Re: Conflict detection for update_deleted in logical replication - Mailing list pgsql-hackers

From Amit Kapila
Subject Re: Conflict detection for update_deleted in logical replication
Date
Msg-id CAA4eK1JkYpDUCFgGNEg=O4m6XjQ-9oohxrohgpockKuy7eo9gA@mail.gmail.com
Whole thread Raw
In response to Re: Conflict detection for update_deleted in logical replication  (Masahiko Sawada <sawada.mshk@gmail.com>)
Responses Re: Conflict detection for update_deleted in logical replication
List pgsql-hackers
On Wed, Dec 25, 2024 at 8:13 AM Zhijie Hou (Fujitsu)
<houzj.fnst@fujitsu.com> wrote:
>
> Attach the new version patch set which addressed all other comments.
>

Some more miscellaneous comments:
=============================
1.
@@ -1431,9 +1431,9 @@ RecordTransactionCommit(void)
  * modifying it.  This makes checkpoint's determination of which xacts
  * are delaying the checkpoint a bit fuzzy, but it doesn't matter.
  */
- Assert((MyProc->delayChkptFlags & DELAY_CHKPT_START) == 0);
+ Assert((MyProc->delayChkptFlags & DELAY_CHKPT_IN_COMMIT) == 0);
  START_CRIT_SECTION();
- MyProc->delayChkptFlags |= DELAY_CHKPT_START;
+ MyProc->delayChkptFlags |= DELAY_CHKPT_IN_COMMIT;

  /*
  * Insert the commit XLOG record.
@@ -1536,7 +1536,7 @@ RecordTransactionCommit(void)
  */
  if (markXidCommitted)
  {
- MyProc->delayChkptFlags &= ~DELAY_CHKPT_START;
+ MyProc->delayChkptFlags &= ~DELAY_CHKPT_IN_COMMIT;
  END_CRIT_SECTION();

The comments related to this change should be updated in EndPrepare()
and RecordTransactionCommitPrepared(). They still refer to the
DELAY_CHKPT_START flag. We should update the comments explaining why a
similar change is not required for prepare or commit_prepare, if there
is one.

2.
 static bool
 tuples_equal(TupleTableSlot *slot1, TupleTableSlot *slot2,
- TypeCacheEntry **eq)
+ TypeCacheEntry **eq, Bitmapset *columns)
 {
  int attrnum;

@@ -337,6 +340,14 @@ tuples_equal(TupleTableSlot *slot1, TupleTableSlot *slot2,
  if (att->attisdropped || att->attgenerated)
  continue;

+ /*
+ * Ignore columns that are not listed for checking.
+ */
+ if (columns &&
+ !bms_is_member(att->attnum - FirstLowInvalidHeapAttributeNumber,
+    columns))
+ continue;

Update the comment atop tuples_equal to reflect this change.

3.
+FindMostRecentlyDeletedTupleInfo(Relation rel, TupleTableSlot *searchslot,
+ TransactionId *delete_xid,
+ RepOriginId *delete_origin,
+ TimestampTz *delete_time)
...
...

> TASK OBJECTIVE: Write the next part of the mailing list reply on update_deleted conflict detection, picking up after its final line.

> Source data:
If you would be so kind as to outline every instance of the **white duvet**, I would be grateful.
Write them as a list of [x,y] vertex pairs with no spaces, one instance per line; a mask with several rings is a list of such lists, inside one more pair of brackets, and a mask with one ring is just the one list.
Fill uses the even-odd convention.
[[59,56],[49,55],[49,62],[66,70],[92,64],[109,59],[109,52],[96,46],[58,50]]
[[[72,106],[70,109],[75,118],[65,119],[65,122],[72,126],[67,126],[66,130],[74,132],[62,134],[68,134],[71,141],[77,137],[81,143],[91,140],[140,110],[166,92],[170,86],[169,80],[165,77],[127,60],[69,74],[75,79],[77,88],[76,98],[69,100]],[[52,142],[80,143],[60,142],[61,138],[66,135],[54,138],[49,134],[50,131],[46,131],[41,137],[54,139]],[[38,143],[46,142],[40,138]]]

> RESPONSE:
+ /* Try to find the tuple */
+ while (table_scan_getnextslot(scan, ForwardScanDirection, scanslot))
+ {
+ bool dead = false;
+ TransactionId xmax;
+ TimestampTz localts;
+ RepOriginId localorigin;
+
+ if (!tuples_equal(scanslot, searchslot, eq, indexbitmap))
+ continue;
+
+ tuple = ExecFetchSlotHeapTuple(scanslot, false, NULL);
+ buf = hslot->buffer;
+
+ LockBuffer(buf, BUFFER_LOCK_SHARE);
+
+ if (HeapTupleSatisfiesVacuum(tuple, oldestXmin, buf) ==
HEAPTUPLE_RECENTLY_DEAD)
+ dead = true;
+
+ LockBuffer(buf, BUFFER_LOCK_UNLOCK);
+
+ if (!dead)
+ continue;

Why do we need to check only for HEAPTUPLE_RECENTLY_DEAD and not
HEAPTUPLE_DEAD? IIUC, we came here because we couldn't find the live
tuple, now whether the tuple is DEAD or RECENTLY_DEAD, why should it
matter to detect update_delete conflict?

4. In FindMostRecentlyDeletedTupleInfo(), add comments to state why we
need to use SnapshotAny.

5.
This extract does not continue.